TEXTO BASE:
•••••

Seria contudo ingênuo pensar que a imagem de um país depende unica ou majoritariamente da percepção ou interesse espontâneos do público, informado pelos meios de comunicação. Ora, a mídia de qualquer país pode distorcer consideravelmente a percepção de um país – e quanto mais distante e culturalmente afastado, maior a distorção. Ainda pior, a mídia pode simplesmente ignorar o que se passa em determinada nação, relegando-a à indiferença ou ao imobilismo em termos de percepção internacional. Vivendo nos EUA no final da década de 90, pude observar como uma sociedade razoavelmente sofisticada e informada pode perpetuar dentro de si imagens distorcidas de outros países. No caso do Brasil, apenas as notícias ruins e os estereótipos de “país tropical” venciam, naquela época, as barreiras das redações de jornal.
A sociedade mundial de hoje está inundada pela informação. O desafio não é mais fazer-se disponível para o leitor, o formador de opinião, o potencial turista ou investidor. O desafio está em atrair e manter seu interesse. Para tanto, os órgãos de governo encarregados das estratégias de divulgação têm de contar com os instrumentos necessários (pessoal qualificado e capacitado, recursos financeiros e tecnológicos).
No caso do Brasil, o Itamaraty pareceria a escolha mais lógica e sensata para coordenar tal esforço, que decerto envolveria várias agências de governo. O projeto de unificar estratégias já existentes sob o chapéu de uma “imagem do Brasil” requereria, contudo, a criação de uma estrutura à parte no Ministério, com orçamento, pessoal e capacidade de decisão para coordenar e harmonizar tudo que hoje é feito por órgãos como Embratur, Apex, BNDES, ABC, DPR e muitos outros.

•••••

REGISTROS FORNECIDOS:
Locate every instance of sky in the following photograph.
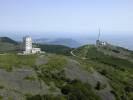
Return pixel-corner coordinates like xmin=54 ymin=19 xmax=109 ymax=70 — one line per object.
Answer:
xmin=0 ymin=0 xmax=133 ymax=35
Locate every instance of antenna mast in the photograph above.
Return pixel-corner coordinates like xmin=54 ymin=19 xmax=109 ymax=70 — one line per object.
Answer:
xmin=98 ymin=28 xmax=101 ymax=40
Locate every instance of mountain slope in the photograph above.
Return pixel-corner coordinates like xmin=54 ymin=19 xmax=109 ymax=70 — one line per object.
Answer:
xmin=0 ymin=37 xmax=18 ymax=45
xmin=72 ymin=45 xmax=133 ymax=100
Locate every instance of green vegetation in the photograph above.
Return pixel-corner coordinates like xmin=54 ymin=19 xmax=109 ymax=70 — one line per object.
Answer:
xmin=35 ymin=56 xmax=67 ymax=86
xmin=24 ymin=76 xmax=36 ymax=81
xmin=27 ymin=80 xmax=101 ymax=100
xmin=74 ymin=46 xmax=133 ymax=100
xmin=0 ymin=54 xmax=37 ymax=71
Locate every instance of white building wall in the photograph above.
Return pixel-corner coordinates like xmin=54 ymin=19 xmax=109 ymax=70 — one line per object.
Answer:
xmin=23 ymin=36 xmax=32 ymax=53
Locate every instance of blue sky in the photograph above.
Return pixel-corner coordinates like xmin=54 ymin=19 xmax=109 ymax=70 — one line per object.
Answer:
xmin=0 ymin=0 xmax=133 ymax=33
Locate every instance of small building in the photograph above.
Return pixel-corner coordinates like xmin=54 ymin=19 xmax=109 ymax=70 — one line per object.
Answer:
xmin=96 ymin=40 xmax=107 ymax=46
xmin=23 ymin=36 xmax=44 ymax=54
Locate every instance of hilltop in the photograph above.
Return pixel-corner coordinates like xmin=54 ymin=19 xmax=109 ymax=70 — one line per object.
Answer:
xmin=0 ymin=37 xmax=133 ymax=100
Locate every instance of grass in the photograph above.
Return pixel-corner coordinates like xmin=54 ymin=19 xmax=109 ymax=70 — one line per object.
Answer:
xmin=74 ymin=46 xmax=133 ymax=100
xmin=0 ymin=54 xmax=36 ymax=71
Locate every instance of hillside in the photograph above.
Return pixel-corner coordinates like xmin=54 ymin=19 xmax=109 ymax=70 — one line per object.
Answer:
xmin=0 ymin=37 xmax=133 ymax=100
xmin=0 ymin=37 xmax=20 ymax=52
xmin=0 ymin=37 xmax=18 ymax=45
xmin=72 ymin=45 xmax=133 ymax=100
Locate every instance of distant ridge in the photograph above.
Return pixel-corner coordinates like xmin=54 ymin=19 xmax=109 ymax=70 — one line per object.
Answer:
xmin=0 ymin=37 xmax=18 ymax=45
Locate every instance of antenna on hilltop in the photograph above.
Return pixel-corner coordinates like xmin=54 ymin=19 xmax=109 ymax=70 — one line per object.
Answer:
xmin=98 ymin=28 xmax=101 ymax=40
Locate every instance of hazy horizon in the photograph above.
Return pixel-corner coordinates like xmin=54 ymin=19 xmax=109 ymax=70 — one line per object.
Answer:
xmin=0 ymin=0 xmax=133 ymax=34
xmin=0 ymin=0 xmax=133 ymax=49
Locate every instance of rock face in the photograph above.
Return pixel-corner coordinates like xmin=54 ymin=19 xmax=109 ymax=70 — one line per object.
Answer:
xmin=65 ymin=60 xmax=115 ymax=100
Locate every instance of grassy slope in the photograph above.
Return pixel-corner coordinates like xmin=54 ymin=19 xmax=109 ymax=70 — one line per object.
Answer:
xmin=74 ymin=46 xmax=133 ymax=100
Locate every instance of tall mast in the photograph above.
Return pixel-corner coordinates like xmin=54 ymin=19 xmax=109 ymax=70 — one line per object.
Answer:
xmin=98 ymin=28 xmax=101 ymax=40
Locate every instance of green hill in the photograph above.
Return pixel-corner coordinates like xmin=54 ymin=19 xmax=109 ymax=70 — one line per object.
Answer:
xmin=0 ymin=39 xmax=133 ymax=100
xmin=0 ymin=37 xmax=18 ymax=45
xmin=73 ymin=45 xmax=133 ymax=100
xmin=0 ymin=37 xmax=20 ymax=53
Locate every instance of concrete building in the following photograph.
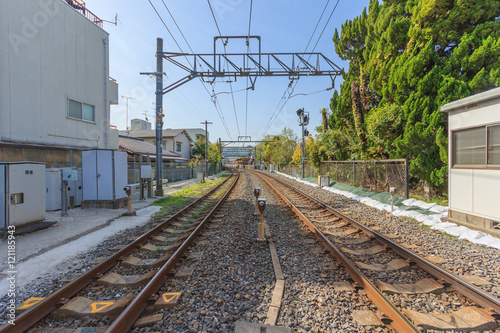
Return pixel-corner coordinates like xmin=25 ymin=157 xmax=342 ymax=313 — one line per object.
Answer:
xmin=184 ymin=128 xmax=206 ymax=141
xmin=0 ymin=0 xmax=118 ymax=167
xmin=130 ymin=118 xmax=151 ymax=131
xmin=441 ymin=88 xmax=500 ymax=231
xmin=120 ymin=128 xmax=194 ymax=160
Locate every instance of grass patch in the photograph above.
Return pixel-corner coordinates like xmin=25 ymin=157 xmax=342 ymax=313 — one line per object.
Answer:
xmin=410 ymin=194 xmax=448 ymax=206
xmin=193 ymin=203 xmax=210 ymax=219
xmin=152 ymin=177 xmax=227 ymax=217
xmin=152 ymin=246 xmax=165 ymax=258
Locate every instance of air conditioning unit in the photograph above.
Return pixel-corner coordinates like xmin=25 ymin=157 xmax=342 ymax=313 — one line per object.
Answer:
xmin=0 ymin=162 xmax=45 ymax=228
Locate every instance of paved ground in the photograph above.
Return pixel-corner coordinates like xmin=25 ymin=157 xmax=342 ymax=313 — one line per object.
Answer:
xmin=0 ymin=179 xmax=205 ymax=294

•••••

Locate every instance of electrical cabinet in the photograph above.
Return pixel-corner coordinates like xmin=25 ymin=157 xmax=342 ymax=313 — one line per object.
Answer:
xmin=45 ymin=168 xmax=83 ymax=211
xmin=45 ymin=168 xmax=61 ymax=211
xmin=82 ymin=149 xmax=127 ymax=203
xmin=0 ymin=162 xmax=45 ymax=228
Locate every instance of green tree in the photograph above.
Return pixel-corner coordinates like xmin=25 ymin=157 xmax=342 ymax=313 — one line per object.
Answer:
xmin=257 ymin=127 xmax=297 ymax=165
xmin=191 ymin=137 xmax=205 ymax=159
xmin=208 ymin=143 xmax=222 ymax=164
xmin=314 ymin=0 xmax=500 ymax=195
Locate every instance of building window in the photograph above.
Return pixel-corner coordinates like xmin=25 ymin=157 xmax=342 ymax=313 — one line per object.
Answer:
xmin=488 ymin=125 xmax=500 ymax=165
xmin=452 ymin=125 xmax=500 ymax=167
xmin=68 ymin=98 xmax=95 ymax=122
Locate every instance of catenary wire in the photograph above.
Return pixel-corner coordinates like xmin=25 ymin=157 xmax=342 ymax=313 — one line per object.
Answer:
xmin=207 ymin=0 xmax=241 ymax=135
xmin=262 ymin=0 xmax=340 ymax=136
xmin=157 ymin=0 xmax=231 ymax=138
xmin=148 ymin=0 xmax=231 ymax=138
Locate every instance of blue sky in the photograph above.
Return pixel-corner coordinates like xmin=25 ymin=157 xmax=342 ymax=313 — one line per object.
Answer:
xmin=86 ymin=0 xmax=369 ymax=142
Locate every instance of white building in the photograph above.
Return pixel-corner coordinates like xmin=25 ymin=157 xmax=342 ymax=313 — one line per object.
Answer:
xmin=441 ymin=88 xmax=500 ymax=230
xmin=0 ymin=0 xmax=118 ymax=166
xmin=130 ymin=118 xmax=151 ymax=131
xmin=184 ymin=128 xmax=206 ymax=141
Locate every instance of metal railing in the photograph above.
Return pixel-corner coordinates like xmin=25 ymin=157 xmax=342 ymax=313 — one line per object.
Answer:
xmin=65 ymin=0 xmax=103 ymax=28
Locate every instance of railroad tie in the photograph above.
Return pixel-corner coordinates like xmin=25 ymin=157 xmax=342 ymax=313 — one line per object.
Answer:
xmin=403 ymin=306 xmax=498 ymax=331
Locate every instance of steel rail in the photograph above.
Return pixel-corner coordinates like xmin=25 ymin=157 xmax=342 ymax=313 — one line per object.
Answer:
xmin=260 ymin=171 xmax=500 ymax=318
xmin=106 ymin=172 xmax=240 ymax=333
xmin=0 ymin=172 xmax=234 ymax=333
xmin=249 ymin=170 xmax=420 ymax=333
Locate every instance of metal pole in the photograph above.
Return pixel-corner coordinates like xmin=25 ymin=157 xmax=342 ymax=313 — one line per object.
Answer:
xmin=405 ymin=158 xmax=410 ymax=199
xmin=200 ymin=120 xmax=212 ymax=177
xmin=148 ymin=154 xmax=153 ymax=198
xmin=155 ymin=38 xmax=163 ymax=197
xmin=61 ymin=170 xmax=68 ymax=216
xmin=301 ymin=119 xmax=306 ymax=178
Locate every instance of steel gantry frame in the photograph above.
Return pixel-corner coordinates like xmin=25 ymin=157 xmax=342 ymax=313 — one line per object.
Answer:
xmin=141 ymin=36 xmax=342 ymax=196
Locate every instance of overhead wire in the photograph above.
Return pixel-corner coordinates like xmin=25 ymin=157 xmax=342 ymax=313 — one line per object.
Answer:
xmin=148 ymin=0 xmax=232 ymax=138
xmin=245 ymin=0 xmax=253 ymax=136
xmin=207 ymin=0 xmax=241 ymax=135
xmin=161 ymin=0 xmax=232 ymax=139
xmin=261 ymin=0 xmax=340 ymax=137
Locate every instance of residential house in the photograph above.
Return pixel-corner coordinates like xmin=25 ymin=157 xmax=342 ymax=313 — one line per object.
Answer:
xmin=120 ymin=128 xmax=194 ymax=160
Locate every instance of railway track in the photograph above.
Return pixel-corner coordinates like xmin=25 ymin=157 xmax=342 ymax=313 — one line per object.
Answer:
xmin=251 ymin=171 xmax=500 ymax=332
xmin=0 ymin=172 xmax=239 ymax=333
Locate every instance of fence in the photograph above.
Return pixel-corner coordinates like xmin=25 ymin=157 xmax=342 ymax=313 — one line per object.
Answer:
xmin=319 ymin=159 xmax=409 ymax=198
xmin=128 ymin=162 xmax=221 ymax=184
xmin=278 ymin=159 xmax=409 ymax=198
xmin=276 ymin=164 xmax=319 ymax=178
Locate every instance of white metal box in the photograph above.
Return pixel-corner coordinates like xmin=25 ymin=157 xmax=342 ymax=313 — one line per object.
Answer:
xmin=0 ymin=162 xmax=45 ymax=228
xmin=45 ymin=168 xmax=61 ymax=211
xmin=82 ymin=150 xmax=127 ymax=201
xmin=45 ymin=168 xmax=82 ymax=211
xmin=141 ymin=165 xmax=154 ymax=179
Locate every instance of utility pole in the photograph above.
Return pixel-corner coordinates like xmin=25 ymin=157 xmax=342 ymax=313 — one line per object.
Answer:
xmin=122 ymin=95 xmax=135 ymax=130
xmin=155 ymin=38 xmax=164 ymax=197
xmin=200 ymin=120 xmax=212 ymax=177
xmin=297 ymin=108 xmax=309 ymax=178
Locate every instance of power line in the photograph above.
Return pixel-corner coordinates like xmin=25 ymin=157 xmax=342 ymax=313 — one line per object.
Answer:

•••••

LISTA DE TAREFAS:
A. Diga se cada afirmação concorda com o texto sobre a imagem internacional do Brasil, respondendo sim ou não e citando literalmente as palavras decisivas: (i) a mídia pode deixar de lado o que acontece em uma nação; (ii) o desafio atual é tornar-se disponível para o leitor; (iii) o projeto de unificar estratégias exigiria uma estrutura à parte no Ministério.
B. Transcreva do texto sobre a imagem internacional do Brasil o trecho que começa em “Seria contudo ingênuo” e termina em “redações de jornal.”.
Os registros constituem material independente do texto.

RESPOSTAS:
A.
(i) Sim: “a mídia pode simplesmente ignorar o que se passa em determinada nação”.
(ii) Não: “O desafio não é mais fazer-se disponível para o leitor” e “O desafio está em atrair e manter seu interesse”.
(iii) Sim: “requereria, contudo, a criação de uma estrutura à parte no Ministério”.

B.
Seria contudo ingênuo pensar que a imagem de um país depende unica ou majoritariamente da percepção ou interesse espontâneos do público, informado pelos meios de comunicação. Ora, a mídia de qualquer país pode distorcer consideravelmente a percepção de um país – e quanto mais distante e culturalmente afastado, maior a distorção. Ainda pior, a mídia pode simplesmente ignorar o que se passa em determinada nação, relegando-a à indiferença ou ao imobilismo em termos de percepção internacional. Vivendo nos EUA no final da década de 90, pude observar como uma sociedade razoavelmente sofisticada e informada pode perpetuar dentro de si imagens distorcidas de outros países. No caso do Brasil, apenas as notícias ruins e os estereótipos de “país tropical” venciam, naquela época, as barreiras das redações de jornal.